■ **Given text**
'''
Illegal ways to exploit bugs: Yes.
2) I am from Germany. It is perfectly legal to pay hard work over here and it should be.
3) Other companies are paying underaged security researchers. Why isn’t PayPal? That’s what Sophos wanted to point out here I think and it’s a perfectly fine question.
From memory, most bounty programs include a special disclaimer about paying out only for bugs found using lawful and non-disruptive means.
For example, let's say you found an information disclosure flaw, but only by DDoSsing the site with a botnet until it collapsed. Or you found a buffer overflow in a company's web server, but only by breaking in to the company's engineering network and stealing source code.
Just another example of the entitlement young Internet users have these days. "You didn't pay me, so now I'm going to disclose this vulnerability". The real issue here is this "security researchers" lack of ethics.
We don't hire people under 18 where I work either, but I always supposed there were valid business reasons for not doing so. Perhaps we're just evil like Paypal and have it out for those young whippersnappers.
Now that is supporting young talent.
Can I spot some jealousy in your post? Either that or plain ignorance.
Work has to be honoured if it is done. If PayPal promises a bounty it has to pay; if they do not specify in the first place who is entitled to win, they have to pay to anyone. Period.
"Now that is supporting young talent."
He lost my support when he disclosed the vulnerability. Ethics are important too, and in short supply it seems.
"Work has to be honoured if it is done"
No, it doesn't as you can plainly see. In this case, the bug was already reported and the reporters age did not comply with the bounty program. It's Paypal's program, not yours. It seems to me there is a ton of ambiguity in most of the bounty programs. Hell, they don't even provide a bounty amount in some cases. I suppose that's what you get for this kind of work.
How do you know I"m not jealous AND plain ignorant anyway? Perhaps that's harder to spot?
Kind of funny how quick you are to just say his problem is a "lack of ethics". A lot of hackers consider it perfectly acceptable to notify a company and then after a period of time release the vulnerability. This gives the company time to fix the problem while also lighting a bit of a fire under them to fix it.
So here we have a kid told, "Sorry, you were not the first to find it, and well we wouldn't pay you anyways because of a rule we can't bother posting." He then goes on to release the vulnerability. I do not really see this being a huge problem ethically. PayPal already got the "warning shot" from another researcher. Now this kid has lit the fire.
So is he Kruger or Kugler?
Seems he's Kugler. I'll edit this…thanks for spotting!
I reported about 10 vulnerabilities to PayPal and all were 'duplicated'.
'''
■ **Information provided**
'''
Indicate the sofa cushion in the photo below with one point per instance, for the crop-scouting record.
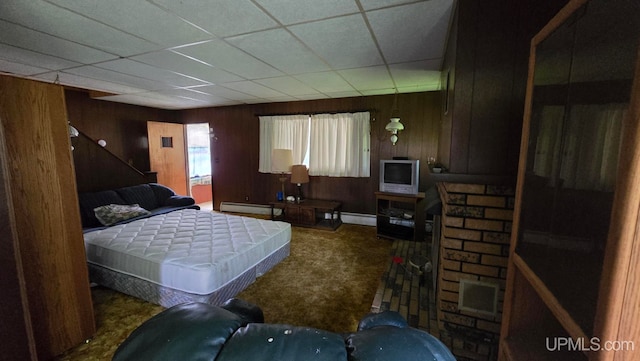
'''
■ **Exercises**
**1.** Write out the passage of the PayPal bug bounty discussion that opens with the words containing "Just another example" and closes with "those young whippersnappers.".
**2.** Continue the comment thread about PayPal's bug bounty from the point where it stops.

■ **Responses to the exercise**
**1.**
Just another example of the entitlement young Internet users have these days. "You didn't pay me, so now I'm going to disclose this vulnerability". The real issue here is this "security researchers" lack of ethics.
We don't hire people under 18 where I work either, but I always supposed there were valid business reasons for not doing so. Perhaps we're just evil like Paypal and have it out for those young whippersnappers.

**2.**
I, for one, will not be ostracizing Kugler for his find. PayPal could have done a couple of things differently in this situation. First, they could have dismissed Kugler's find as already having been identified… without age being brought into it. Second, bringing up the age factor, when it is not openly cited on their Bug Bounty program, is flat out wrong. However, I can understand why the age limit should be in place, as one of the previous posters cited, and that is legality/accountability.
That being said, Mr. Kugler did not help his, nor any other junior security researcher's case, by spitefully disclosing the vulnerability in a public forum.
Both sides could have handled it much better and achieved better results.
I strongly disapprove his act of publicly disclosing the bug because many PayPal users around the globe shall face complicated issues if a black hat hacker takes advantage of it.
Putting millions of people's financial information in danger just because you did not get paid is a selfish act. In my opinion he doesn't even deserve a letter.
I am surprised that the author wrote an entire blog post in favor of this fellow criticizing PayPal but did not notice the gravity of his actions.
I believe the post just did notice that: "It certainly seems so, as Kugler's next step was to do what is universally accepted in the security industry as irresponsible – he publicly disclosed the bug."
Perhaps not the gravity, but the sheer fact that this was irresponsible certainly.
Even though this act in this case was irresponsible there is a very narrow line between what is the correct action in a situation like that.
1. Disclosing the information itself does not endanger the users, since the danger comes from the bug and not from the disclosure of the information. However the disclosure of the information may increase the danger.
2. Keeping the information secret may also increase the danger when the entity in the capability of fixing the bug does not responsibly and appropriately acts. In such situation informing the users of the security flaw may significantly reduce the danger.
The question: which comes first, what is the point when disclosing the information does more good than harm probably can not be reasonably answered. The one, who has the information in hand decides.
From time to time there are movements that would like to take the decision from the hand of the person threatening such a disclosure with legal counter actions. However this leads to the field of free speech that – in my opinion – prevails at all costs. Even the cost of information security. You just do not want to live secure: locked up in a prison. This leads too far to discuss here.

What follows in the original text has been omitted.